Problem details
Take the line that contains "of the lychgate" and every line after it in the material below, and quote them exactly.

Data to use
= Beginning of Section =

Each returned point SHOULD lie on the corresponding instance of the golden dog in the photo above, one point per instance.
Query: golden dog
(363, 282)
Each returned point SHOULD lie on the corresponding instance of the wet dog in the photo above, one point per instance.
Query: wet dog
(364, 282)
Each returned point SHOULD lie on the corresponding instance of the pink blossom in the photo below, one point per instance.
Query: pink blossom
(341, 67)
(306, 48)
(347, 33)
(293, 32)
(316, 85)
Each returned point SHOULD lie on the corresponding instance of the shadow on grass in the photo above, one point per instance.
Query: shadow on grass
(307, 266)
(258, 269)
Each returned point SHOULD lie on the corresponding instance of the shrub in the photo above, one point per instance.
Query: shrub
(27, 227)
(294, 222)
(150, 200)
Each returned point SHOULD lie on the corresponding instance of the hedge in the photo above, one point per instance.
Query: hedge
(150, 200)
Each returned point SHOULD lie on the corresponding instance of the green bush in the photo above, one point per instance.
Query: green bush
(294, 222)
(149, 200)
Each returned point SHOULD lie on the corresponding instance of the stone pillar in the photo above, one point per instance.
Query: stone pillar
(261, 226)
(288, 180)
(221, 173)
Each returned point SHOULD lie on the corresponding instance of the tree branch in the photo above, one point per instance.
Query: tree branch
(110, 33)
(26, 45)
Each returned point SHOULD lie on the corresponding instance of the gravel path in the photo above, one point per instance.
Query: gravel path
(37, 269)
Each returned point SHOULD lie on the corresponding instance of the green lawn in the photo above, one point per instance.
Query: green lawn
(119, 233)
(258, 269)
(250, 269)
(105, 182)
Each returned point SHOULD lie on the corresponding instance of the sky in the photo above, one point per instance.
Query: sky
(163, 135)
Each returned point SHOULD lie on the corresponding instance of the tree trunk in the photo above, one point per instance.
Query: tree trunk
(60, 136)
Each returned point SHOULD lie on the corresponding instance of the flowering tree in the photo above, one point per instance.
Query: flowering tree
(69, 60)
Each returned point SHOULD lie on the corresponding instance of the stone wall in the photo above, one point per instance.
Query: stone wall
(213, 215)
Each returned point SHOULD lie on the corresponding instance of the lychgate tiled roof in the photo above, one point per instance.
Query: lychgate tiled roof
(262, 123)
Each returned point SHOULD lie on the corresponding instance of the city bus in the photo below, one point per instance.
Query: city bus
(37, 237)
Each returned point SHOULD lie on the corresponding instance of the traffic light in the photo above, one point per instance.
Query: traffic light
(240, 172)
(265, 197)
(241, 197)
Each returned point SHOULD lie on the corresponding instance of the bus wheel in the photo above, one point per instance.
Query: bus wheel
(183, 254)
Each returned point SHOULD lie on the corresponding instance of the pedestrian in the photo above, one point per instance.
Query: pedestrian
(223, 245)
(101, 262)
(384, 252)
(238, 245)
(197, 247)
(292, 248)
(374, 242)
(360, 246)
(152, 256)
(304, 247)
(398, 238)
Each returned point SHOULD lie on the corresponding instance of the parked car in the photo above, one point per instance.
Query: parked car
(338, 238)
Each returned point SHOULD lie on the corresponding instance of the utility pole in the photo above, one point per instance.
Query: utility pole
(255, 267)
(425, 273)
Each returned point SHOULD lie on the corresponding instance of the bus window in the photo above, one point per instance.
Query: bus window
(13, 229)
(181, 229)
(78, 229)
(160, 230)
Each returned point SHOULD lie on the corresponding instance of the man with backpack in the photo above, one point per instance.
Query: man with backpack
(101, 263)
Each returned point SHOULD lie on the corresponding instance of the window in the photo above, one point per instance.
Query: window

= End of Section =

Response to the exercise
Each returned point SHOULD lie on the corresponding instance of the lychgate tiled roof in the photo above, one point per instance.
Query: lychgate tiled roof
(262, 123)
Each returned point SHOULD lie on the corresponding instance of the city bus in the photo below, one point per instance.
Query: city bus
(37, 237)
Each returned point SHOULD lie on the corresponding instance of the traffic light in the photo above, one point per instance.
Query: traffic light
(240, 172)
(265, 197)
(241, 197)
Each returned point SHOULD lie on the corresponding instance of the bus wheel in the photo above, one point per instance.
Query: bus wheel
(183, 254)
Each returned point SHOULD lie on the corresponding instance of the pedestrian in the photo above, one point per instance.
Query: pedestrian
(223, 245)
(101, 262)
(384, 252)
(238, 245)
(197, 247)
(292, 248)
(374, 242)
(360, 246)
(152, 256)
(304, 247)
(398, 238)
Each returned point SHOULD lie on the corresponding instance of the parked car in the photo above, one point per instance.
Query: parked car
(338, 238)
Each returned point SHOULD lie on the corresponding instance of the utility pole in the photo above, one point per instance.
Query: utility pole
(255, 267)
(425, 273)
Each returned point SHOULD lie on the corresponding instance of the bus window in the photo above, one point per instance.
Query: bus window
(13, 229)
(181, 229)
(78, 229)
(160, 230)
Each returned point SHOULD lie on the corresponding instance of the man with backpack in the photo above, one point per instance.
Query: man with backpack
(101, 263)
Each returned point SHOULD lie on the corresponding instance of the window in the photo above, one point per instance.
Query: window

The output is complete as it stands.